___ INPUT ROWS

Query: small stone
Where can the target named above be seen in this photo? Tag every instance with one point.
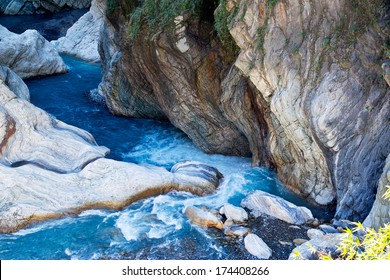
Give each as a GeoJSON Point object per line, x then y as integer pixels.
{"type": "Point", "coordinates": [294, 227]}
{"type": "Point", "coordinates": [237, 214]}
{"type": "Point", "coordinates": [228, 223]}
{"type": "Point", "coordinates": [342, 223]}
{"type": "Point", "coordinates": [327, 243]}
{"type": "Point", "coordinates": [299, 241]}
{"type": "Point", "coordinates": [315, 222]}
{"type": "Point", "coordinates": [236, 231]}
{"type": "Point", "coordinates": [328, 229]}
{"type": "Point", "coordinates": [312, 233]}
{"type": "Point", "coordinates": [257, 247]}
{"type": "Point", "coordinates": [285, 243]}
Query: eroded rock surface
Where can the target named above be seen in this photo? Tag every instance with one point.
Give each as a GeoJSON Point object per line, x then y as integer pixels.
{"type": "Point", "coordinates": [28, 7]}
{"type": "Point", "coordinates": [49, 169]}
{"type": "Point", "coordinates": [29, 54]}
{"type": "Point", "coordinates": [260, 202]}
{"type": "Point", "coordinates": [202, 217]}
{"type": "Point", "coordinates": [15, 83]}
{"type": "Point", "coordinates": [380, 212]}
{"type": "Point", "coordinates": [306, 94]}
{"type": "Point", "coordinates": [257, 247]}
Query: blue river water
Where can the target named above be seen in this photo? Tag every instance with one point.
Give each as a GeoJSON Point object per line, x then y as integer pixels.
{"type": "Point", "coordinates": [153, 228]}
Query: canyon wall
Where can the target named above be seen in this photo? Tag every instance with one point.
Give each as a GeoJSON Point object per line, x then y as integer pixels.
{"type": "Point", "coordinates": [303, 93]}
{"type": "Point", "coordinates": [28, 7]}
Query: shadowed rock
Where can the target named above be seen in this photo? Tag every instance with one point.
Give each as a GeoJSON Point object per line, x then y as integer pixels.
{"type": "Point", "coordinates": [322, 244]}
{"type": "Point", "coordinates": [260, 202]}
{"type": "Point", "coordinates": [380, 212]}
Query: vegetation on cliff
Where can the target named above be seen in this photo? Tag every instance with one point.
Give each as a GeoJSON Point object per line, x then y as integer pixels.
{"type": "Point", "coordinates": [158, 16]}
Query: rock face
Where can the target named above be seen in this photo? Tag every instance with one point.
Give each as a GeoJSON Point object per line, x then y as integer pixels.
{"type": "Point", "coordinates": [49, 169]}
{"type": "Point", "coordinates": [260, 202]}
{"type": "Point", "coordinates": [306, 94]}
{"type": "Point", "coordinates": [322, 244]}
{"type": "Point", "coordinates": [155, 79]}
{"type": "Point", "coordinates": [380, 212]}
{"type": "Point", "coordinates": [257, 247]}
{"type": "Point", "coordinates": [28, 7]}
{"type": "Point", "coordinates": [202, 217]}
{"type": "Point", "coordinates": [82, 38]}
{"type": "Point", "coordinates": [29, 54]}
{"type": "Point", "coordinates": [15, 83]}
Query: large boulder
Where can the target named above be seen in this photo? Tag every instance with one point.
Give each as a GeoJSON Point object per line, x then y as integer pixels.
{"type": "Point", "coordinates": [28, 7]}
{"type": "Point", "coordinates": [202, 217]}
{"type": "Point", "coordinates": [197, 173]}
{"type": "Point", "coordinates": [15, 83]}
{"type": "Point", "coordinates": [82, 38]}
{"type": "Point", "coordinates": [260, 202]}
{"type": "Point", "coordinates": [49, 169]}
{"type": "Point", "coordinates": [234, 213]}
{"type": "Point", "coordinates": [29, 54]}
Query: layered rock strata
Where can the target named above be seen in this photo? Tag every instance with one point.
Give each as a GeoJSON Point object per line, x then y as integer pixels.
{"type": "Point", "coordinates": [49, 169]}
{"type": "Point", "coordinates": [306, 94]}
{"type": "Point", "coordinates": [82, 38]}
{"type": "Point", "coordinates": [28, 7]}
{"type": "Point", "coordinates": [29, 54]}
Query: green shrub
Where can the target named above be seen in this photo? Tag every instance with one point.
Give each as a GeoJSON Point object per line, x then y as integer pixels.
{"type": "Point", "coordinates": [374, 245]}
{"type": "Point", "coordinates": [221, 24]}
{"type": "Point", "coordinates": [160, 15]}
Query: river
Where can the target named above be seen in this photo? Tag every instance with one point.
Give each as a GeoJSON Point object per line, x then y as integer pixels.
{"type": "Point", "coordinates": [153, 228]}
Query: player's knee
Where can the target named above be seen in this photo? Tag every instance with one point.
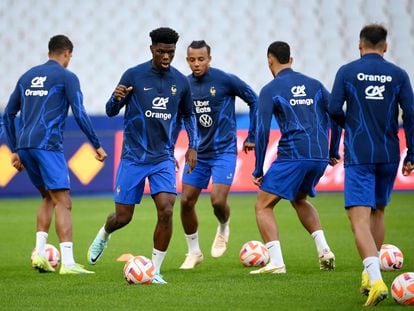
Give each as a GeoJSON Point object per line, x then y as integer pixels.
{"type": "Point", "coordinates": [218, 203]}
{"type": "Point", "coordinates": [165, 215]}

______

- _DO THIS_: Every line of the data should be copied as it stands, without the images.

- _IN RESPONSE_:
Query: small stone
Where can the target named above be seen in this photo? Tag every instance with one point.
Give each as a GeoJSON Point object per line, x then y as integer pixels.
{"type": "Point", "coordinates": [294, 227]}
{"type": "Point", "coordinates": [237, 214]}
{"type": "Point", "coordinates": [228, 223]}
{"type": "Point", "coordinates": [342, 223]}
{"type": "Point", "coordinates": [327, 243]}
{"type": "Point", "coordinates": [299, 241]}
{"type": "Point", "coordinates": [315, 222]}
{"type": "Point", "coordinates": [236, 231]}
{"type": "Point", "coordinates": [328, 229]}
{"type": "Point", "coordinates": [312, 233]}
{"type": "Point", "coordinates": [257, 247]}
{"type": "Point", "coordinates": [285, 243]}
Query: eroded rock surface
Where can the target named above be seen in this photo? Tag every instance with one point.
Give each as a GeoJSON Point object per line, x then y as integer pixels.
{"type": "Point", "coordinates": [28, 7]}
{"type": "Point", "coordinates": [49, 169]}
{"type": "Point", "coordinates": [29, 54]}
{"type": "Point", "coordinates": [260, 202]}
{"type": "Point", "coordinates": [202, 217]}
{"type": "Point", "coordinates": [15, 83]}
{"type": "Point", "coordinates": [380, 212]}
{"type": "Point", "coordinates": [306, 94]}
{"type": "Point", "coordinates": [257, 247]}
Query: blue river water
Where can the target named above be seen in this photo? Tag every instance with one point.
Give each as a GeoJSON Point object per line, x then y as integer pixels.
{"type": "Point", "coordinates": [153, 228]}
Query: canyon wall
Where can the target named above be seen in this photo? Tag every instance with one point.
Give each as a GeoJSON Point object per line, x then y as integer pixels.
{"type": "Point", "coordinates": [303, 93]}
{"type": "Point", "coordinates": [28, 7]}
Query: shadowed rock
Where can the target named above be seen in this photo? Tag every instance with one point.
Give each as a GeoJSON Point object per line, x then y as integer pixels.
{"type": "Point", "coordinates": [322, 244]}
{"type": "Point", "coordinates": [260, 202]}
{"type": "Point", "coordinates": [380, 212]}
Query: vegetation on cliff
Where can the target named above be seen in this photo? Tag every instance with one point.
Give each as a GeoJSON Point object per line, x then y as integer pixels.
{"type": "Point", "coordinates": [158, 16]}
Query: rock face
Where can the target named above be seen in this photo? Tag every instance with one point.
Give each as a GeoJSON Point object per line, x then y as integer pixels.
{"type": "Point", "coordinates": [49, 169]}
{"type": "Point", "coordinates": [260, 202]}
{"type": "Point", "coordinates": [306, 94]}
{"type": "Point", "coordinates": [322, 244]}
{"type": "Point", "coordinates": [155, 79]}
{"type": "Point", "coordinates": [380, 212]}
{"type": "Point", "coordinates": [257, 247]}
{"type": "Point", "coordinates": [28, 7]}
{"type": "Point", "coordinates": [202, 217]}
{"type": "Point", "coordinates": [82, 38]}
{"type": "Point", "coordinates": [29, 54]}
{"type": "Point", "coordinates": [15, 83]}
Query: large boulder
Where can the target named above be seen in this photo? Tag every instance with one point.
Give each as a GeoJSON Point object per line, x then y as integer pixels.
{"type": "Point", "coordinates": [28, 7]}
{"type": "Point", "coordinates": [202, 217]}
{"type": "Point", "coordinates": [197, 173]}
{"type": "Point", "coordinates": [15, 83]}
{"type": "Point", "coordinates": [82, 38]}
{"type": "Point", "coordinates": [260, 202]}
{"type": "Point", "coordinates": [49, 169]}
{"type": "Point", "coordinates": [234, 213]}
{"type": "Point", "coordinates": [29, 54]}
Query: layered rock strata
Where can the target named above be seen in this photo? Tag every instance with one point.
Give each as a GeoJSON Point object per line, x then y as integer pixels.
{"type": "Point", "coordinates": [49, 169]}
{"type": "Point", "coordinates": [306, 94]}
{"type": "Point", "coordinates": [82, 38]}
{"type": "Point", "coordinates": [28, 7]}
{"type": "Point", "coordinates": [29, 54]}
Query: green shrub
Where can the target named above be seen in this photo? Tag every instance with one point.
Give each as a GeoJSON Point object per line, x then y as integer pixels.
{"type": "Point", "coordinates": [374, 245]}
{"type": "Point", "coordinates": [221, 24]}
{"type": "Point", "coordinates": [160, 15]}
Query: river
Where can the target named above be seen in this photo? Tag every instance with one point.
Give each as a GeoJSON Point object per line, x then y as integer pixels.
{"type": "Point", "coordinates": [153, 228]}
Query: player's knee
Where can the target named above be seen in this photo? Tag every instance with one point.
Give each as a GeoJSON Point object per line, x then y as integer pixels.
{"type": "Point", "coordinates": [218, 203]}
{"type": "Point", "coordinates": [165, 215]}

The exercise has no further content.